## GIVEN EXERCISE
Extend the reader comments on Don Quixote past their last line.

— begin DOCUMENT PASSAGE —

Great synopsis and enlightening info. Tiny has to re-read this for college prep.
Frodo's interest in the work of Cervantes culminates in the production of but a single song. If that unbelievably boring book, and its repetitious parade of forgettable characters does nothing else, it did lead to "To Dream the Impossible Dream. . .".
Had the protagonist of "The Odyssey" or "Canterbury Tales" come across poorly-defined characters such as those described by the "Spanish Shakespeare," no school child would have ever been exposed to the Cyclops, or the Wife of Bath.
Don Quixote wasn't the only boring classic I had to struggle through. There was always Hawthorne.

— end DOCUMENT PASSAGE —
— begin GIVEN INFORMATION —

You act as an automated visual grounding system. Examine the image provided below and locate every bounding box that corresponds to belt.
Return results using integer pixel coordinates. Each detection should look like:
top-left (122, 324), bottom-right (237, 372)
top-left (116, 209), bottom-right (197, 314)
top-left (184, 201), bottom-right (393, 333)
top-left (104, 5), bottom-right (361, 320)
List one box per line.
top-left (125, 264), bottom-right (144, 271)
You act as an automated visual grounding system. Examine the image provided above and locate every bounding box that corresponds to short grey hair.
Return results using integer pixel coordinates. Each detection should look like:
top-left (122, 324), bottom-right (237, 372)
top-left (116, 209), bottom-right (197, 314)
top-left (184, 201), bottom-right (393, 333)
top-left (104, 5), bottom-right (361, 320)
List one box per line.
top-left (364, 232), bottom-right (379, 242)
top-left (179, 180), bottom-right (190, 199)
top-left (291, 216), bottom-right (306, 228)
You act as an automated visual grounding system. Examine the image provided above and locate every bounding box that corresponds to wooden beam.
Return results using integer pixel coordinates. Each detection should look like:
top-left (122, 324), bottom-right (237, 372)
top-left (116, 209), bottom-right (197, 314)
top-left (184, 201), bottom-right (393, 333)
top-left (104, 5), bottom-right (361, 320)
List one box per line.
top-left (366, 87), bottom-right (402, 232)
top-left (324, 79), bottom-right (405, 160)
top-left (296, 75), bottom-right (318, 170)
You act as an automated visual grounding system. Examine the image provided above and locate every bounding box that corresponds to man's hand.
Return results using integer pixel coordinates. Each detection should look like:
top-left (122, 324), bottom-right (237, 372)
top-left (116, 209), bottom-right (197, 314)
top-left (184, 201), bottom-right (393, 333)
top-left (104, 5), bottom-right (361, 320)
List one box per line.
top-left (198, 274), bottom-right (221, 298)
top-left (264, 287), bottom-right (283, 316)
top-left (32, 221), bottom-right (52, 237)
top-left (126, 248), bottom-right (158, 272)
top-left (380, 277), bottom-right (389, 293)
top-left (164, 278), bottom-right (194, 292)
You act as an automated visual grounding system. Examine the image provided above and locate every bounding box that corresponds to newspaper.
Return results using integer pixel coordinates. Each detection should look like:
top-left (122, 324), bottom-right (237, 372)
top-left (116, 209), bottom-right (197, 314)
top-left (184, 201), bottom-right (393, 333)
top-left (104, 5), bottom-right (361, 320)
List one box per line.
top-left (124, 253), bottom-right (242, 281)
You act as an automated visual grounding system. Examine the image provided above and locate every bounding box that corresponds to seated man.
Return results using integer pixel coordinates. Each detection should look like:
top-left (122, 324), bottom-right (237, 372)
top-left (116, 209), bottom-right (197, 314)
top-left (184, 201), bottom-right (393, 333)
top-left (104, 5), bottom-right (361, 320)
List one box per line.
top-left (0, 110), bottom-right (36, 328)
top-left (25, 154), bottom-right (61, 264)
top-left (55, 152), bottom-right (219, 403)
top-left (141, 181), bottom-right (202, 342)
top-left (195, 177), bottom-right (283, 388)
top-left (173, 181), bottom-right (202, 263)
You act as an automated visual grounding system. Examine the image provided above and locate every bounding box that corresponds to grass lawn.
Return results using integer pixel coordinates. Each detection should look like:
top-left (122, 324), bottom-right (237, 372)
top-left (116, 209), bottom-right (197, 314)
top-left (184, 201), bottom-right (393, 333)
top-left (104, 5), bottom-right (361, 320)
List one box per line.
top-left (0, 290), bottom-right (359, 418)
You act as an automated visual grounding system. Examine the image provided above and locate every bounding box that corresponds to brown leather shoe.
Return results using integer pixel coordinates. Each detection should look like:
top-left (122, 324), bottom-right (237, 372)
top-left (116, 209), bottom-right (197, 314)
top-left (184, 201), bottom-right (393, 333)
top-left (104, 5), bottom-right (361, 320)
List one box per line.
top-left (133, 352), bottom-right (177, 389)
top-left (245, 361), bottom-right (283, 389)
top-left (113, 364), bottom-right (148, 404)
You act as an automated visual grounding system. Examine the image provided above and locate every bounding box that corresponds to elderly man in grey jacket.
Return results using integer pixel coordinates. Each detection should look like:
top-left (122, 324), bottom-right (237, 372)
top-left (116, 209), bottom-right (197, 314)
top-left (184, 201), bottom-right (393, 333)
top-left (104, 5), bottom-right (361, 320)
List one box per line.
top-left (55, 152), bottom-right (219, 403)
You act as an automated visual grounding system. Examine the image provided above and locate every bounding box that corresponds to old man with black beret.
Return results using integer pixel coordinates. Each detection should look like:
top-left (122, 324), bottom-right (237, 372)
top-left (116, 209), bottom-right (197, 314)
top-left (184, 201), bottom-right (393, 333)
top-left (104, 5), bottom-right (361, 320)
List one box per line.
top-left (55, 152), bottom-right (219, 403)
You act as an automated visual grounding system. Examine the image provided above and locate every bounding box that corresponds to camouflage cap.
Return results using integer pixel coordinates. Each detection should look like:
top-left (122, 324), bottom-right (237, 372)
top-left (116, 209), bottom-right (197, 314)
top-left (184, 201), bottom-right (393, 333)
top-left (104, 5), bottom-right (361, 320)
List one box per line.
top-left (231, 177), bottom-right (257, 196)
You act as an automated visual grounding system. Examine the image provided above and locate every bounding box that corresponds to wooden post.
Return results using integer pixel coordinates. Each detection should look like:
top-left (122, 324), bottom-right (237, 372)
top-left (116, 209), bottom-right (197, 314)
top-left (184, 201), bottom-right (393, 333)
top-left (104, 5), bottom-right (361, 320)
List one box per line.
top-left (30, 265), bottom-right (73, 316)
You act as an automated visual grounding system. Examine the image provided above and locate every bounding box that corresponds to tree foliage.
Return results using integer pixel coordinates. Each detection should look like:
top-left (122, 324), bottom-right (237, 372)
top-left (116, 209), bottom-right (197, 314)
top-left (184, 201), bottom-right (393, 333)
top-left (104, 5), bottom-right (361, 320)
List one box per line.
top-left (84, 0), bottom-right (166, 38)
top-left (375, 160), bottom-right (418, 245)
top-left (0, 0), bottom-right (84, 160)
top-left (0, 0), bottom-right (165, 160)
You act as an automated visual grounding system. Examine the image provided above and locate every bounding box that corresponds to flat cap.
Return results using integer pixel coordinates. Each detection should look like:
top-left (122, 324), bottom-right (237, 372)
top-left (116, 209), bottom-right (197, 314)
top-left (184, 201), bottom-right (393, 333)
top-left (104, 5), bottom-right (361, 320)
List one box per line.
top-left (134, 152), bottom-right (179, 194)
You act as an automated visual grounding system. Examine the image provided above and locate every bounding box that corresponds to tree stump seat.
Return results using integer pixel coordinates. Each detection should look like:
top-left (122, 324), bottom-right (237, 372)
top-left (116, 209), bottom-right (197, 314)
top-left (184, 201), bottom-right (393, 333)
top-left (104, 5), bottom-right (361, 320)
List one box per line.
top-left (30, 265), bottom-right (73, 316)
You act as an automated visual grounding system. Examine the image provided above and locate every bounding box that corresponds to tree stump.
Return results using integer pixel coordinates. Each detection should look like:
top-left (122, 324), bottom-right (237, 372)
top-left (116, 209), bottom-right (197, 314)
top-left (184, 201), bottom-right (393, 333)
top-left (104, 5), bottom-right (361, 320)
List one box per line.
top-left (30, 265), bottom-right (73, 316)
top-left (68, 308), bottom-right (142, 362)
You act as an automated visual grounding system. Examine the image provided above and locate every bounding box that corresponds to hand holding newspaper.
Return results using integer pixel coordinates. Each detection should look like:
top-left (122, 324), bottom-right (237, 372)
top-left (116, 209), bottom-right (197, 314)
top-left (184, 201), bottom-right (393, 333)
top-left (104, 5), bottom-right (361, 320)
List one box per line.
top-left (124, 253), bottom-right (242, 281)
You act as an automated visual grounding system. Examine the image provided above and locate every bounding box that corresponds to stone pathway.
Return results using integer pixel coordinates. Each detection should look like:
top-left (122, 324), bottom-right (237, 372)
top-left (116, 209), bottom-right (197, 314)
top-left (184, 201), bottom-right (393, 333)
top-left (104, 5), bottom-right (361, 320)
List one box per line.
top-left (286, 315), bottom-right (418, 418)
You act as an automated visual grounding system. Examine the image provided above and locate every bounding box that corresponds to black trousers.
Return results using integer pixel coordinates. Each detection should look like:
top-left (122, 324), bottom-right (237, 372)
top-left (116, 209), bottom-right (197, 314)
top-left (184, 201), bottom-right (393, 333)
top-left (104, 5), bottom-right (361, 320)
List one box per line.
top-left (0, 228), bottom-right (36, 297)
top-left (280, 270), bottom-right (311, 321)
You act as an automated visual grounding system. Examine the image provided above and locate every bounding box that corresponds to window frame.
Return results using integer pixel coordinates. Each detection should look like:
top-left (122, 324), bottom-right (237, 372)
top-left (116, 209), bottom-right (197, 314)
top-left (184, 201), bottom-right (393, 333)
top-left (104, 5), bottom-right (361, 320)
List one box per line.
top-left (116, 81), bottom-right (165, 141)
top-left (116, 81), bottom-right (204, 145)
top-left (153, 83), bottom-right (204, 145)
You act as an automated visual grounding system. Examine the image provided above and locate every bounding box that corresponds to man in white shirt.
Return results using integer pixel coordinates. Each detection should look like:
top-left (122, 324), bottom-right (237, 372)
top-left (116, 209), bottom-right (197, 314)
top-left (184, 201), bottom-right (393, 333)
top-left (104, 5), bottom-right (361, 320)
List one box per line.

— end GIVEN INFORMATION —

## RESULT OF THE TASK
I need to reread some Hawthorne. I like his short story, “My Kinsman, Major Molineux.” The most interesting thing about Hawthorne is his biography and his offspring. Trivia: Melville dedicated Moby Dick to Hawthorne’s genius. So many classics are a struggle, but worth the read. “Middlemarch” didn’t grab me until the final fourth of the book. IMHO, no one can go wrong with Jane Austen. OK, back to doing nothing, LOL. BJ
I've never read Don Quixote, but it wouldn't surprise me if many people feel compelled to praise anything considered a "classic" just to show that they're sophisticated.
I'm not biased against writing of an older era -- I loved Dracula and a lot of HG Wells's work -- but some writers back in those days did, ah, rather take their time in getting to the point.